Labeled-object pointing entries
---

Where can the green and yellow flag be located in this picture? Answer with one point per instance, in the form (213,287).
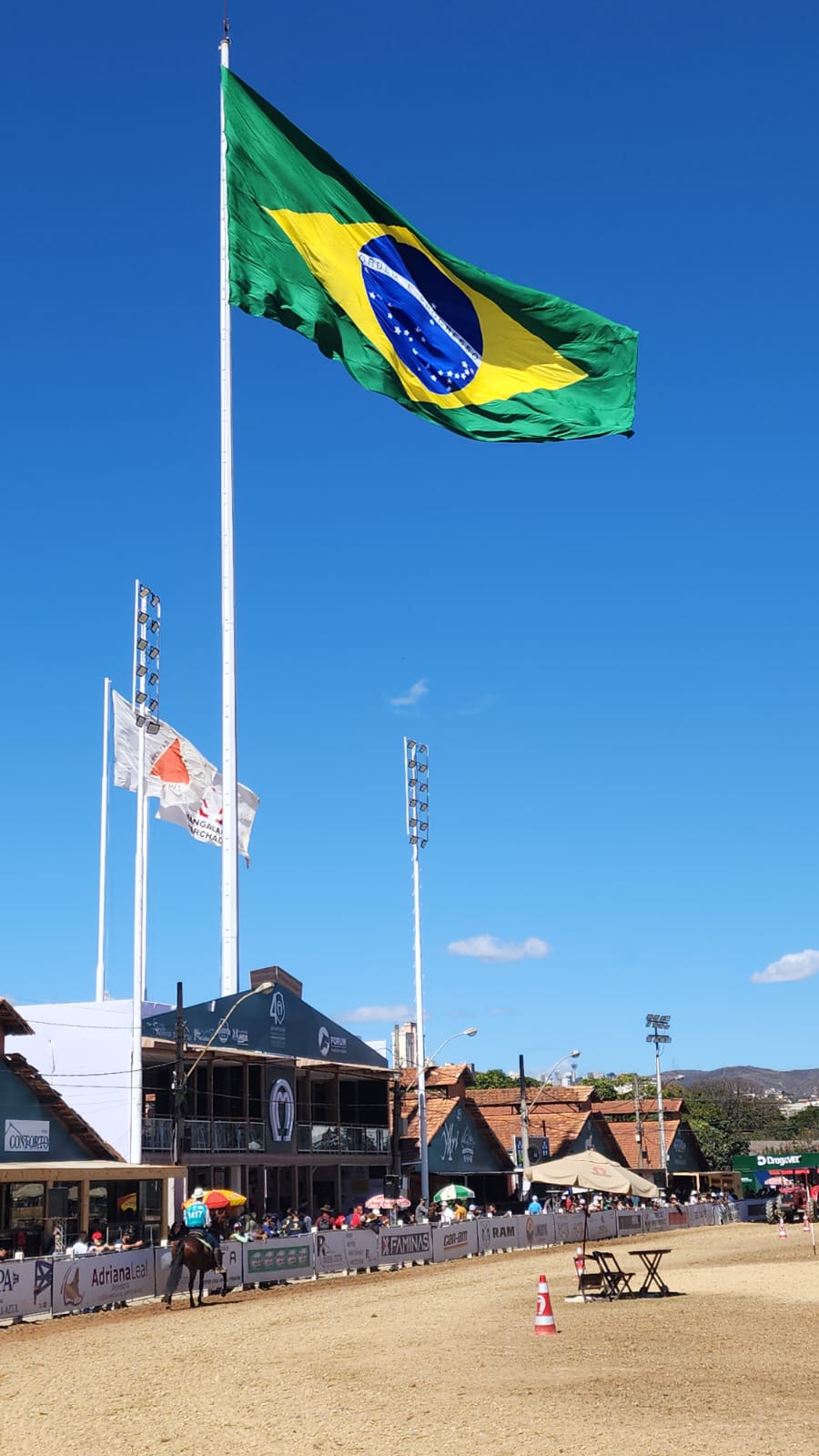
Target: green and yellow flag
(315,249)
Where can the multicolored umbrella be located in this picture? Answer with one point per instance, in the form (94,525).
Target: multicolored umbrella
(452,1193)
(220,1198)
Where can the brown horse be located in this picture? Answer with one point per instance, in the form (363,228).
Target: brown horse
(196,1256)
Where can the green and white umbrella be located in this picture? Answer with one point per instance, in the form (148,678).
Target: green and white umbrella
(452,1193)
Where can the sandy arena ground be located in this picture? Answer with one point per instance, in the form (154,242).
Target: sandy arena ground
(429,1358)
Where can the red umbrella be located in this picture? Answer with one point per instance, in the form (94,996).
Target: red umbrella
(220,1198)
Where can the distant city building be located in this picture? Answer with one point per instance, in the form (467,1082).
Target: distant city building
(404,1045)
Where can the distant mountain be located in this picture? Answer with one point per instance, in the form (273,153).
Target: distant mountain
(756,1079)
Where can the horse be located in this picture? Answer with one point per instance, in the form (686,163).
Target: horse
(196,1256)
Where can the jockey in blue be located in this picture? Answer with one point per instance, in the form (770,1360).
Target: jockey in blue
(197,1219)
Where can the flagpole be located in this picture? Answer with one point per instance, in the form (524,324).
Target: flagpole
(229,791)
(102,844)
(138,979)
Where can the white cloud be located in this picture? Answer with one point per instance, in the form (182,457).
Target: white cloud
(796,967)
(376,1014)
(413,696)
(489,948)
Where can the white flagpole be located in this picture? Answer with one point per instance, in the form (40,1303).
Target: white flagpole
(229,791)
(143,953)
(102,844)
(137,989)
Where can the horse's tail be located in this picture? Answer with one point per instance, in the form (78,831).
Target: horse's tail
(175,1271)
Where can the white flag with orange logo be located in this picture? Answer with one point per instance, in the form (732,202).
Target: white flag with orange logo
(177,774)
(205,820)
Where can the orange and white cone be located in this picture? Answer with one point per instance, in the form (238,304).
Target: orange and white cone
(544,1318)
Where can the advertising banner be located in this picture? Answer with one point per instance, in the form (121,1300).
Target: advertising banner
(329,1257)
(700,1215)
(25,1288)
(569,1228)
(455,1241)
(405,1245)
(496,1235)
(602,1225)
(654,1219)
(102,1279)
(278,1259)
(360,1249)
(535,1229)
(629,1222)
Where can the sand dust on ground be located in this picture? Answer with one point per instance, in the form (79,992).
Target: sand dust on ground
(413,1360)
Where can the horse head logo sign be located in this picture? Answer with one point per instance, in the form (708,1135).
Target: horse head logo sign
(281,1111)
(72,1293)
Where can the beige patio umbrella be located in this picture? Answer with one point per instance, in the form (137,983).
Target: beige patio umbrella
(591,1169)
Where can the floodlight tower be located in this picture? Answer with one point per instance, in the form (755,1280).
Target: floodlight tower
(659,1036)
(417,775)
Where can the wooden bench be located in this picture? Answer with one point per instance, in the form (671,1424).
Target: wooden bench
(615,1280)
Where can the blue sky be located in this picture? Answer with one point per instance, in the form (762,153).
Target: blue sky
(617,640)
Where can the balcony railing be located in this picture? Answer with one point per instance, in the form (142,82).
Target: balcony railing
(238,1136)
(203,1136)
(329,1138)
(157,1135)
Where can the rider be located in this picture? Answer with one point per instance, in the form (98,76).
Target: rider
(197,1218)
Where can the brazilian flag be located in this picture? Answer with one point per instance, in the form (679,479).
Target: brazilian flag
(312,248)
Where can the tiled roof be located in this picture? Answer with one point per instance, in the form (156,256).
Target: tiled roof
(625,1138)
(624,1107)
(48,1098)
(544,1097)
(438,1113)
(561,1128)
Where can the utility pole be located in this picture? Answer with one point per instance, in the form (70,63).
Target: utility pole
(639,1121)
(523,1126)
(659,1037)
(179,1079)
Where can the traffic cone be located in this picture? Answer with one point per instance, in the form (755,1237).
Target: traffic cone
(544,1318)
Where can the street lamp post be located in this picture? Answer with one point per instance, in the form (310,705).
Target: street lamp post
(417,781)
(659,1036)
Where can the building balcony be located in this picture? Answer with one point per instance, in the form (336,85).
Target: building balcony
(203,1136)
(332,1139)
(239,1136)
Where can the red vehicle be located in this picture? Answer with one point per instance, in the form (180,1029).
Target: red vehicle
(789,1201)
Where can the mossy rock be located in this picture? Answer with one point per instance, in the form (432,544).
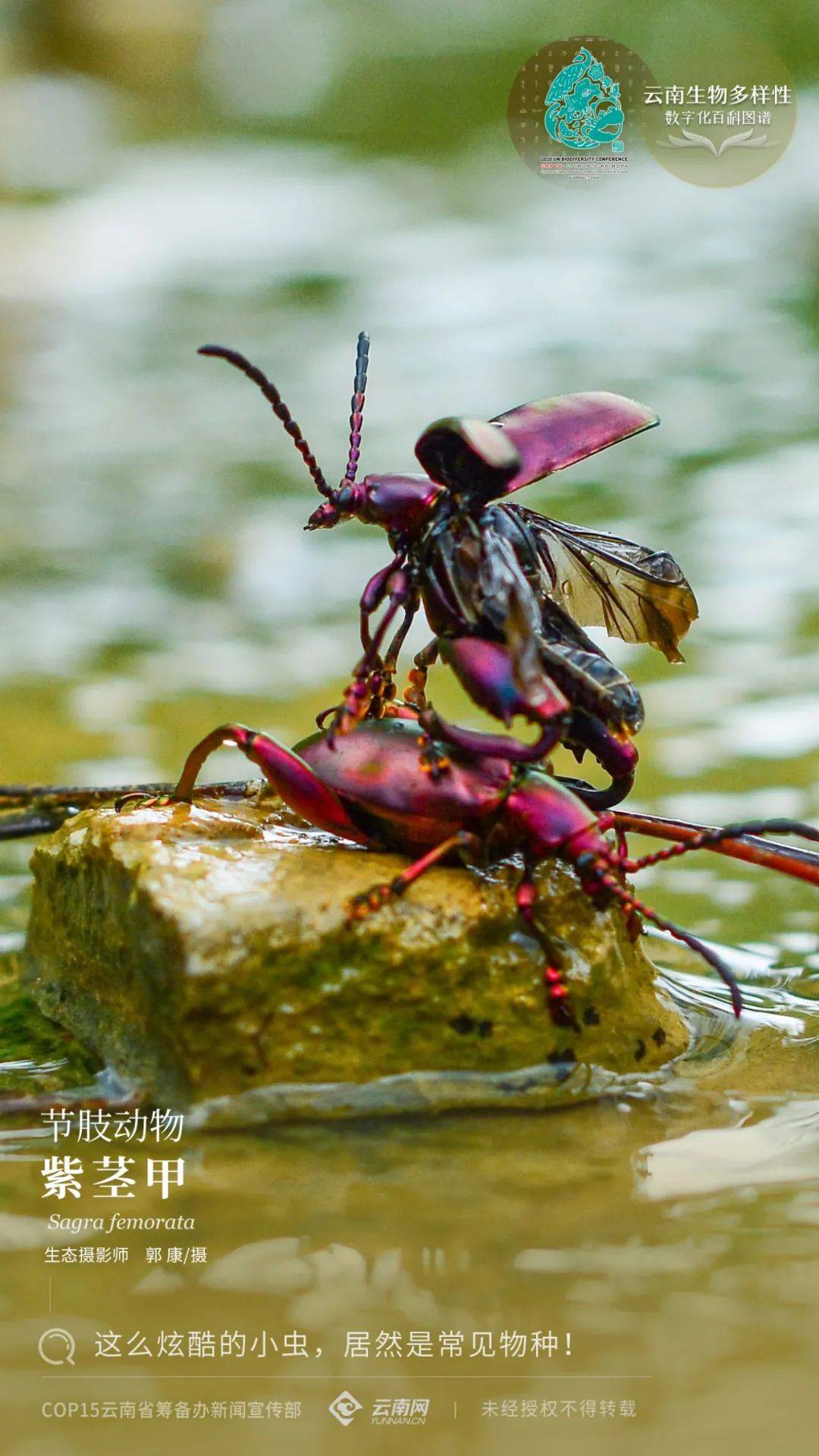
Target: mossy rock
(204,952)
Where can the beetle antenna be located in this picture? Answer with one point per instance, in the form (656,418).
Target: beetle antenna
(630,903)
(280,408)
(356,405)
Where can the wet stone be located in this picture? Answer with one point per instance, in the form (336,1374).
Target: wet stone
(204,954)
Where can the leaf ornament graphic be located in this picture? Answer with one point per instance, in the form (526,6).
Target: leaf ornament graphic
(738,139)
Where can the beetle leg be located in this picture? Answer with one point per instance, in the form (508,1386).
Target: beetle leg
(377,896)
(603,882)
(557,996)
(614,752)
(369,683)
(492,744)
(735,841)
(386,690)
(293,779)
(415,692)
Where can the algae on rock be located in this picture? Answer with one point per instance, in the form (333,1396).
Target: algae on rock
(202,951)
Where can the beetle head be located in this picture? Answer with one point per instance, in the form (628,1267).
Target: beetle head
(397,503)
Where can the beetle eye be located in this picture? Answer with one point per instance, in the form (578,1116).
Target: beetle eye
(323,516)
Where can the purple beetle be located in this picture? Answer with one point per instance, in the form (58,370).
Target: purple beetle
(507,592)
(370,788)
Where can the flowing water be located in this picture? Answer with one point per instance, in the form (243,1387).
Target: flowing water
(177,181)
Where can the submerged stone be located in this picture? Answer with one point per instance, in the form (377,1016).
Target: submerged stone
(204,954)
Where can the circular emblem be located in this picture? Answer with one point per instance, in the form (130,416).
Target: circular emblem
(720,114)
(575,108)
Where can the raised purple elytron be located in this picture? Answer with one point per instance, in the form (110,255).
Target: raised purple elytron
(370,788)
(507,592)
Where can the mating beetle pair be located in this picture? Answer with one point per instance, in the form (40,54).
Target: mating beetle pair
(497,584)
(507,592)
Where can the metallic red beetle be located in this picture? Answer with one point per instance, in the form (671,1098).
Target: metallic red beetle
(370,788)
(505,590)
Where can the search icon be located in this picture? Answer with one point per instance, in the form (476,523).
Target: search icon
(61,1343)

---

Each record above should come back exactly the same, only without its pictures.

Where can the green and yellow flag be located in this picture? Answer with one point per instance, in the form (213,287).
Target: green and yellow flag
(315,249)
Where can the multicolored umbrella be located in this picture? Answer with one point per instance, in the form (94,525).
Target: multicolored umbrella
(452,1193)
(220,1198)
Where can the brown horse be located in this picture? Answer with one point per instance, in the form (363,228).
Target: brown horse
(196,1256)
Where can the green and white umbrella be located in this picture? Answer with one point per instance, in the form (148,678).
Target: green and white umbrella
(452,1193)
Where can the sandy arena ground be located in this picture? Answer with one point per instance, in the form (154,242).
Target: sandy arena ground
(429,1358)
Where can the red umbrella be located in this picture? Answer with one point per instance, in the form (94,996).
Target: red umbrella
(220,1198)
Where can the distant city building be located in this picture? Answer with one point per instance, in the form (467,1082).
Target: distant city building
(404,1045)
Where can the distant mountain be located in this picture? Answer with one point per instance, in the form (273,153).
Target: distant mountain
(756,1079)
Where can the horse be located in this picture? Answer with one point per instance, in the form (686,163).
Target: horse
(196,1256)
Where can the jockey in blue be located in this picture? Answer with one point per instance, in the form (770,1360).
Target: jockey in blue
(197,1219)
Where can the flagpole be located in this picture? Answer with one point per instance, in the form (524,324).
Target: flagpole
(229,791)
(102,844)
(138,979)
Where can the white cloud be located in this picture? Answer with one point per instance, in the form (182,457).
Target: white cloud
(796,967)
(376,1014)
(413,696)
(489,948)
Where can the white flagpole be located in this picture? Answer with one point per instance, in the form (40,1303).
Target: white flagpole
(229,791)
(143,953)
(102,844)
(137,989)
Where can the horse's tail be located in this picture? Answer with one point per instance, in the form (78,831).
Target: horse's tail
(175,1271)
Where can the white flag with orange logo be located in this picture? Answer with one point per instance, in the form (732,202).
Target: white flag with orange logo
(177,774)
(205,820)
Where can the orange and white cone be located in this picture? Answer with one point per instance, in the form (238,304).
Target: orange and white cone
(544,1318)
Where can the advertising banner be located in this picture? Answer with one point per instance, in the form (121,1300).
Target: advertising banner
(329,1257)
(700,1215)
(25,1288)
(569,1228)
(455,1241)
(405,1245)
(496,1235)
(602,1225)
(654,1219)
(102,1279)
(278,1259)
(360,1249)
(535,1229)
(629,1222)
Where can the sand dust on ground be located in this picture? Answer with one point per instance, in the form (79,992).
Target: sand dust on ground
(413,1360)
Where can the horse head logo sign be located in this picture? Answer with one point per instance, in the form (708,1135).
Target: horse head logo sign
(281,1111)
(72,1293)
Where can the beige patio umbrella be located in this picture? Answer with one point per instance, in the form (137,983).
Target: beige patio umbrella
(591,1169)
Where can the floodlight tower be located in this picture? Answer with one point per instance, in the form (755,1280).
Target: floodlight tower
(659,1036)
(417,775)
Where can the wooden bench be located in this picture? Answer with one point per instance, in the form (671,1424).
Target: wooden bench
(615,1280)
Where can the blue sky be located in this picture? Answer with one point per instance, in the form (762,153).
Target: blue sky
(617,640)
Where can the balcony railing be located in this picture? Answer with one point per instance, in the form (142,82).
Target: balcony railing
(238,1136)
(203,1136)
(329,1138)
(157,1135)
Where can the rider be located in this picture? Answer with one point per instance, in the form (98,76).
Target: rider
(197,1218)
Where can the brazilian flag be located in this picture? Answer with one point per instance, in the form (679,479).
Target: brazilian flag
(312,248)
Where can the tiled roof be located in this picture? Answer with one point per instance, in the form (156,256).
Target: tiled roof
(625,1138)
(624,1107)
(48,1098)
(544,1097)
(438,1113)
(561,1128)
Where can the utility pole be located in this picture? Answer with one point per instance, in the form (70,63).
Target: utility pole
(639,1121)
(523,1126)
(659,1037)
(179,1079)
Where can the traffic cone be located in this picture? Answer with one point per instance, in the form (755,1237).
Target: traffic cone
(544,1318)
Where can the street lamp post be located in this picture? Answer with one point per instance, in the form (310,705).
Target: street lamp post
(417,781)
(659,1036)
Where can the building balcony be located in this picture? Answer with one point per instance, in the form (336,85).
Target: building balcony
(203,1136)
(332,1139)
(239,1136)
Where can the red vehicle be located in this picture? Answer with one point per instance, in the form (180,1029).
Target: red vehicle
(789,1201)
Where can the mossy rock be located in this picture? Answer with one point per instance, in the form (432,544).
Target: mossy rock
(204,952)
Where can the beetle antenna be located in this picture? Answer with one point per instance, in the form (656,418).
Target: beetle antenna
(630,903)
(280,408)
(356,405)
Where can the wet stone be located in this picture? Answer with one point per instance, in the form (336,1374).
Target: wet stone
(204,954)
Where can the leaf ornament graphic be located in this picture? Answer with one point per instance, in the form (526,6).
Target: leaf ornament graphic
(738,139)
Where can the beetle leg be located in this picture? Answer with one point per instance, in the form (508,1386).
Target: beetle leg
(377,896)
(603,882)
(557,996)
(614,752)
(369,683)
(492,744)
(735,841)
(386,690)
(293,779)
(415,692)
Where can the algae on rock be located in this picture? Answer with one point per instance, in the form (333,1396).
Target: algae on rock
(202,951)
Where can the beetle head be located in this picture? Answer with one point per instance, in the form (628,1267).
Target: beetle head
(397,503)
Where can the beetle eye be located in this picture? Answer with one point per instance, in the form (578,1116).
Target: beetle eye
(323,516)
Where can the purple beetle be located in this picture? Answer with one point per instance, in the form (58,370).
Target: purple beetle
(507,592)
(370,788)
Where can the flowing water be located in this picture? Answer with one point per instance, in the form (243,1387).
Target: flowing water
(177,181)
Where can the submerged stone be located in this picture? Answer with one point per instance, in the form (377,1016).
Target: submerged stone
(204,954)
Where can the circular emblem be located in this picture? Answer with one point per instance, in the form (130,416).
Target: circular emblem
(720,114)
(575,108)
Where can the raised purple elytron be located in this picture? Answer with one point per instance, in the form (110,255).
Target: raised purple elytron
(370,788)
(507,592)
Where can the mating beetle pair be located in this picture? Answer with one point per instance, in the form (40,54).
Target: mating beetle pair
(497,584)
(507,592)
Where can the metallic red beetle be located in this picture? Answer with one point per instance, in the form (671,1098).
Target: metallic red beetle
(370,788)
(505,590)
Where can the search icon be located in this picture? Answer with one point per instance, in the form (476,523).
Target: search icon
(61,1343)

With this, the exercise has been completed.